# [Records for this exercise]
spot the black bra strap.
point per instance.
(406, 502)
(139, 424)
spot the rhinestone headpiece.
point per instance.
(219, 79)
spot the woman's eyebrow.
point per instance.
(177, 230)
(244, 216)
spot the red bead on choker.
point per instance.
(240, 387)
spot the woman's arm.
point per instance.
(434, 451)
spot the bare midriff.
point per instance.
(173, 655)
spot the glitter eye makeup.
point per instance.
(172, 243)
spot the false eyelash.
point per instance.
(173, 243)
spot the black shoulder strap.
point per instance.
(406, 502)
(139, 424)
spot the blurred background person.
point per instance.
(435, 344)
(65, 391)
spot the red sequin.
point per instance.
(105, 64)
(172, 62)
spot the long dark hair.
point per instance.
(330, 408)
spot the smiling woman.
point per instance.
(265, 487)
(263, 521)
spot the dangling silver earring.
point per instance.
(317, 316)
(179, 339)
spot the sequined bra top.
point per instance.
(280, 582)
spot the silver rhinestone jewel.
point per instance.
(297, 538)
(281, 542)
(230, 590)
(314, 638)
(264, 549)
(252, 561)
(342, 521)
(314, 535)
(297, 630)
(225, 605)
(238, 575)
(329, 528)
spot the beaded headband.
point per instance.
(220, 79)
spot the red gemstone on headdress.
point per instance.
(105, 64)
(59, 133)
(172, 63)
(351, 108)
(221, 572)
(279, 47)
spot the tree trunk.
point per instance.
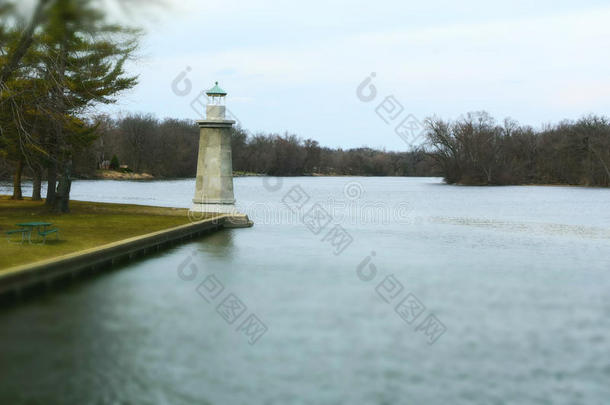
(51, 180)
(62, 199)
(37, 184)
(17, 195)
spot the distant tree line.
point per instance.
(168, 149)
(476, 150)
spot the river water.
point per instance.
(346, 291)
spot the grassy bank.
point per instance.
(88, 225)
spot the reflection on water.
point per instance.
(518, 275)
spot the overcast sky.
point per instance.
(295, 66)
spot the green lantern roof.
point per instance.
(216, 91)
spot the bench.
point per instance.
(44, 234)
(23, 232)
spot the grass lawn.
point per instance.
(88, 225)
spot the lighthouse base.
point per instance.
(234, 219)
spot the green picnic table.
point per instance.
(40, 227)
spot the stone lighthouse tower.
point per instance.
(214, 182)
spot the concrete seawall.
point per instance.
(17, 279)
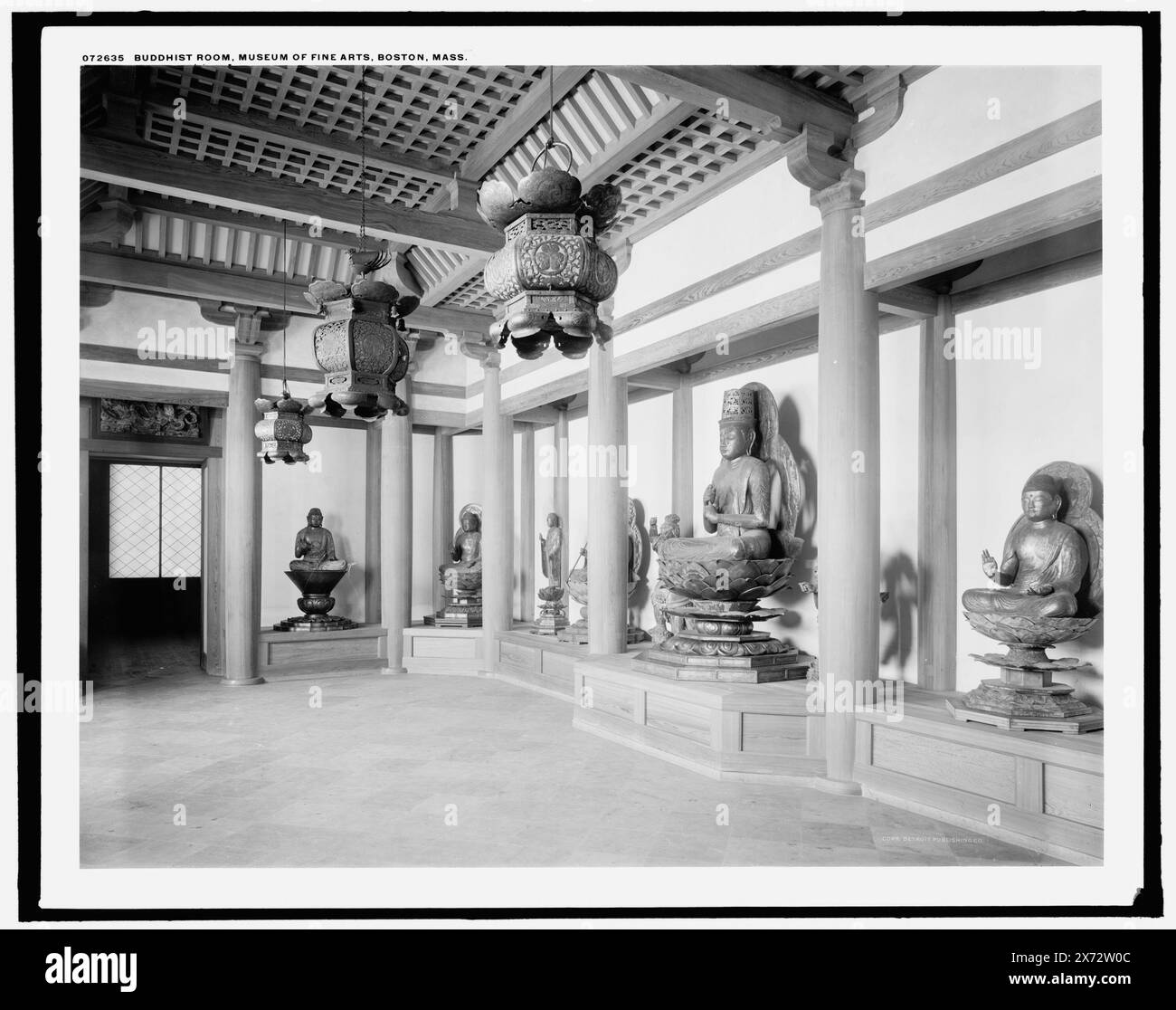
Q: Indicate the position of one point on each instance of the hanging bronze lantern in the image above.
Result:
(359, 348)
(283, 429)
(551, 276)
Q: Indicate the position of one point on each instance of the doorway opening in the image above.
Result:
(145, 567)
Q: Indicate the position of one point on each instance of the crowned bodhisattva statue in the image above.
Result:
(553, 614)
(461, 575)
(712, 586)
(316, 571)
(1048, 590)
(577, 584)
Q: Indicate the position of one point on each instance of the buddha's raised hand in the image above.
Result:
(988, 563)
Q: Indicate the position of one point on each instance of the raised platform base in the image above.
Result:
(577, 634)
(453, 619)
(327, 622)
(430, 649)
(1063, 724)
(726, 670)
(539, 662)
(281, 653)
(726, 731)
(1039, 790)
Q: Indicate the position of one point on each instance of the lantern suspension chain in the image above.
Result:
(286, 277)
(363, 160)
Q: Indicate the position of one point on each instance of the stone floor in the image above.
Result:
(434, 771)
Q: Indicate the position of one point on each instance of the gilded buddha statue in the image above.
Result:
(316, 571)
(1049, 591)
(461, 575)
(467, 545)
(737, 503)
(709, 587)
(314, 548)
(1043, 563)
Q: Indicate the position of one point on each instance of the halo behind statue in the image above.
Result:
(786, 482)
(471, 509)
(1077, 491)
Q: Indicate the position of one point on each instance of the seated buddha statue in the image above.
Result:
(736, 505)
(1043, 564)
(314, 548)
(466, 557)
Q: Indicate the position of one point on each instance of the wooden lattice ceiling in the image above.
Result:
(657, 132)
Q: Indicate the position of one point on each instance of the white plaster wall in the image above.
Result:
(794, 383)
(337, 486)
(955, 113)
(1012, 419)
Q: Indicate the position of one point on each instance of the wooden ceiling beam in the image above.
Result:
(154, 169)
(772, 104)
(200, 214)
(186, 281)
(283, 132)
(633, 141)
(528, 112)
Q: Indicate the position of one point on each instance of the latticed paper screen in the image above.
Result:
(179, 552)
(154, 521)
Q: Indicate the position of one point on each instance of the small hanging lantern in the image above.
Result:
(283, 430)
(551, 276)
(283, 427)
(359, 348)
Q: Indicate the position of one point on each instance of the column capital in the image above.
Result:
(247, 352)
(843, 195)
(814, 159)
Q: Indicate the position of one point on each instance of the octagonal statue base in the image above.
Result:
(1026, 696)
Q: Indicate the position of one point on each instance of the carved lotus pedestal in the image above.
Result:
(317, 602)
(577, 634)
(714, 637)
(1026, 696)
(553, 615)
(462, 599)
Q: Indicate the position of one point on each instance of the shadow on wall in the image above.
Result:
(900, 578)
(641, 594)
(789, 423)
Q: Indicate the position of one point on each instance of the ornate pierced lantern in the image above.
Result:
(283, 427)
(283, 430)
(359, 347)
(551, 276)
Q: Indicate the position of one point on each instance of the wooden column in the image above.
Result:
(443, 524)
(214, 551)
(848, 493)
(372, 528)
(527, 528)
(396, 529)
(242, 506)
(498, 520)
(89, 407)
(682, 459)
(561, 498)
(937, 596)
(607, 537)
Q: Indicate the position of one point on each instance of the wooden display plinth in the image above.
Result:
(430, 649)
(726, 670)
(539, 662)
(1041, 790)
(726, 731)
(299, 653)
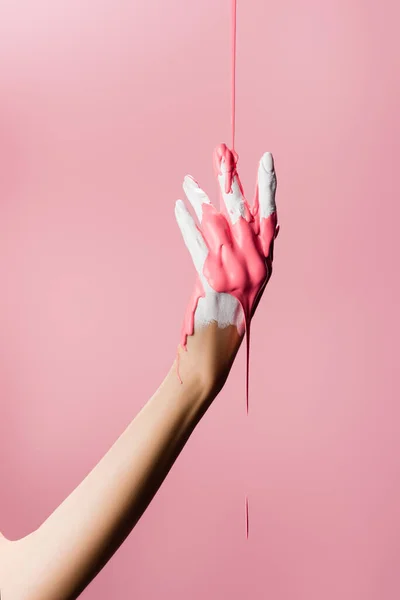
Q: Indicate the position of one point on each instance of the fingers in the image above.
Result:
(231, 189)
(266, 186)
(195, 195)
(192, 236)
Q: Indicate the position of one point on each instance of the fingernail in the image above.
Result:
(189, 181)
(268, 162)
(179, 206)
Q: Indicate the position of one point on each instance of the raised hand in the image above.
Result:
(232, 249)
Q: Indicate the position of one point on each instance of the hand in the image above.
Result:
(232, 251)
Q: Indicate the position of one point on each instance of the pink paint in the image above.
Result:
(239, 259)
(233, 72)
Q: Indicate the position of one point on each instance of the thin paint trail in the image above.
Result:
(233, 72)
(233, 124)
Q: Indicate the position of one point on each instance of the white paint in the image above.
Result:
(221, 308)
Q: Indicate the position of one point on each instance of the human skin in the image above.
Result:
(60, 558)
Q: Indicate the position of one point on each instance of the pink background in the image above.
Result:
(105, 105)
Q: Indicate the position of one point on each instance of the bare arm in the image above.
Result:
(60, 558)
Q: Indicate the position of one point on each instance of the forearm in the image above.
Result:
(64, 554)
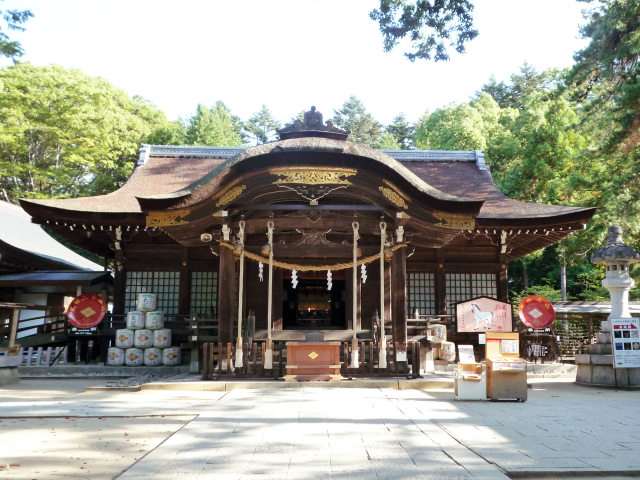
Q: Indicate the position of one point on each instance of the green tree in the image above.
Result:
(606, 74)
(63, 133)
(402, 131)
(465, 126)
(388, 142)
(262, 127)
(431, 26)
(172, 133)
(12, 20)
(214, 126)
(353, 116)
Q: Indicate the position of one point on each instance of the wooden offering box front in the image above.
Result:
(313, 361)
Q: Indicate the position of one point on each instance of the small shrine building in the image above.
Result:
(424, 229)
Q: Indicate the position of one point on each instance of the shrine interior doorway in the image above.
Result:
(311, 306)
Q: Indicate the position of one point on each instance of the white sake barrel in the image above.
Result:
(147, 302)
(154, 320)
(448, 351)
(171, 356)
(162, 338)
(135, 320)
(115, 356)
(133, 357)
(143, 338)
(152, 357)
(439, 333)
(124, 338)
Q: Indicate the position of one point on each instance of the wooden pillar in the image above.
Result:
(119, 283)
(441, 284)
(387, 296)
(503, 281)
(278, 298)
(226, 293)
(399, 298)
(184, 301)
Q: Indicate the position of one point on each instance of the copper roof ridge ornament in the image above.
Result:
(312, 126)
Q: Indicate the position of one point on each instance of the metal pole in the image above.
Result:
(14, 327)
(382, 360)
(354, 341)
(239, 353)
(268, 355)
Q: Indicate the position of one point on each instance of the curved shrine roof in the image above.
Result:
(168, 172)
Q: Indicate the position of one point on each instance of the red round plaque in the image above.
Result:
(86, 310)
(535, 311)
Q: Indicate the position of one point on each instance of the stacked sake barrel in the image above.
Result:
(144, 341)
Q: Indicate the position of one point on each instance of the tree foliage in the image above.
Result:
(432, 27)
(353, 116)
(402, 131)
(12, 20)
(214, 126)
(63, 133)
(261, 126)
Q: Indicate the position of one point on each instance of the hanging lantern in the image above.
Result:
(388, 253)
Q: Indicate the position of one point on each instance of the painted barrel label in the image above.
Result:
(124, 338)
(162, 338)
(154, 320)
(135, 320)
(143, 338)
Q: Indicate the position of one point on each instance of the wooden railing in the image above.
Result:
(218, 360)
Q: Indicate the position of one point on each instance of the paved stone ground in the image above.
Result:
(308, 433)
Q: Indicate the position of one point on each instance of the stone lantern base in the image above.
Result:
(596, 367)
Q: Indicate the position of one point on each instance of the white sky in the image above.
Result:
(286, 54)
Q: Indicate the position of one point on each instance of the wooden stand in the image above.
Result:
(313, 361)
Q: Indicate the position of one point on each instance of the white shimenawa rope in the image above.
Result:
(239, 353)
(382, 353)
(268, 354)
(354, 341)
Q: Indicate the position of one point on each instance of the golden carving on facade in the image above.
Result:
(394, 197)
(230, 195)
(455, 221)
(166, 219)
(314, 175)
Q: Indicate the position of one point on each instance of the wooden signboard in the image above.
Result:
(484, 314)
(313, 361)
(502, 345)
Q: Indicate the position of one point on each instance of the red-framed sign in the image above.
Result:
(86, 310)
(535, 311)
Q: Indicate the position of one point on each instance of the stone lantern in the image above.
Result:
(597, 366)
(617, 257)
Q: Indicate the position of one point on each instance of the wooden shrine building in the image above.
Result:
(309, 205)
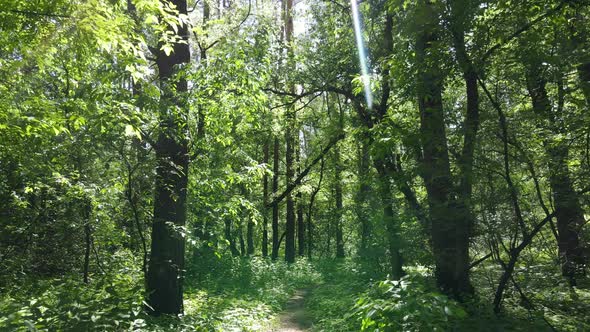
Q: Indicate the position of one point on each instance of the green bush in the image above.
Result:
(406, 305)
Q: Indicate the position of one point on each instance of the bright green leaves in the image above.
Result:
(406, 305)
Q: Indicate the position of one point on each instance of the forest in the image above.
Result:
(294, 165)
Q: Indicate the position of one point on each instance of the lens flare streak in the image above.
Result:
(362, 54)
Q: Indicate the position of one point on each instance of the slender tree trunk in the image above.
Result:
(568, 211)
(339, 205)
(87, 238)
(310, 212)
(449, 232)
(584, 75)
(290, 140)
(275, 205)
(243, 251)
(300, 218)
(362, 195)
(165, 279)
(390, 222)
(229, 237)
(264, 201)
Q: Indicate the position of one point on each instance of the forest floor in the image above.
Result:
(295, 318)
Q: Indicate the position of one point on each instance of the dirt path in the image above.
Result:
(294, 318)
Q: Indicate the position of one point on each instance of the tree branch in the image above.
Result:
(303, 174)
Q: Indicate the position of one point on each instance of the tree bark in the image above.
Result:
(300, 220)
(362, 196)
(449, 231)
(290, 132)
(310, 212)
(389, 220)
(230, 238)
(568, 211)
(275, 205)
(266, 149)
(165, 279)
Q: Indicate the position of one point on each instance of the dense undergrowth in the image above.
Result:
(247, 294)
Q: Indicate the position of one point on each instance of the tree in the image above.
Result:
(166, 264)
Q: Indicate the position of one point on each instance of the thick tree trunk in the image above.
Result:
(165, 279)
(264, 201)
(449, 231)
(275, 205)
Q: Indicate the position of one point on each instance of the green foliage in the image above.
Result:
(406, 305)
(111, 304)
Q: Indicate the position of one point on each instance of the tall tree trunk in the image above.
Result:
(275, 205)
(87, 208)
(230, 238)
(264, 201)
(300, 220)
(242, 242)
(339, 205)
(310, 212)
(290, 132)
(389, 220)
(165, 279)
(362, 196)
(568, 211)
(450, 234)
(250, 237)
(584, 75)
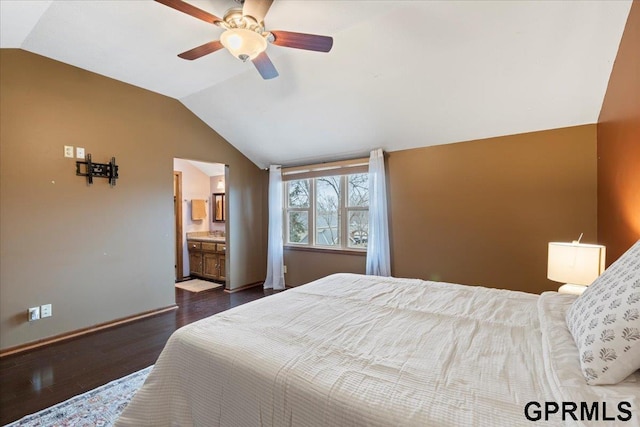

# [Task instructions]
Which lines of the data include the word "strap"? Copy each one.

# [Response to the exercise]
spot the black bra strap.
spot the black shoulder strap.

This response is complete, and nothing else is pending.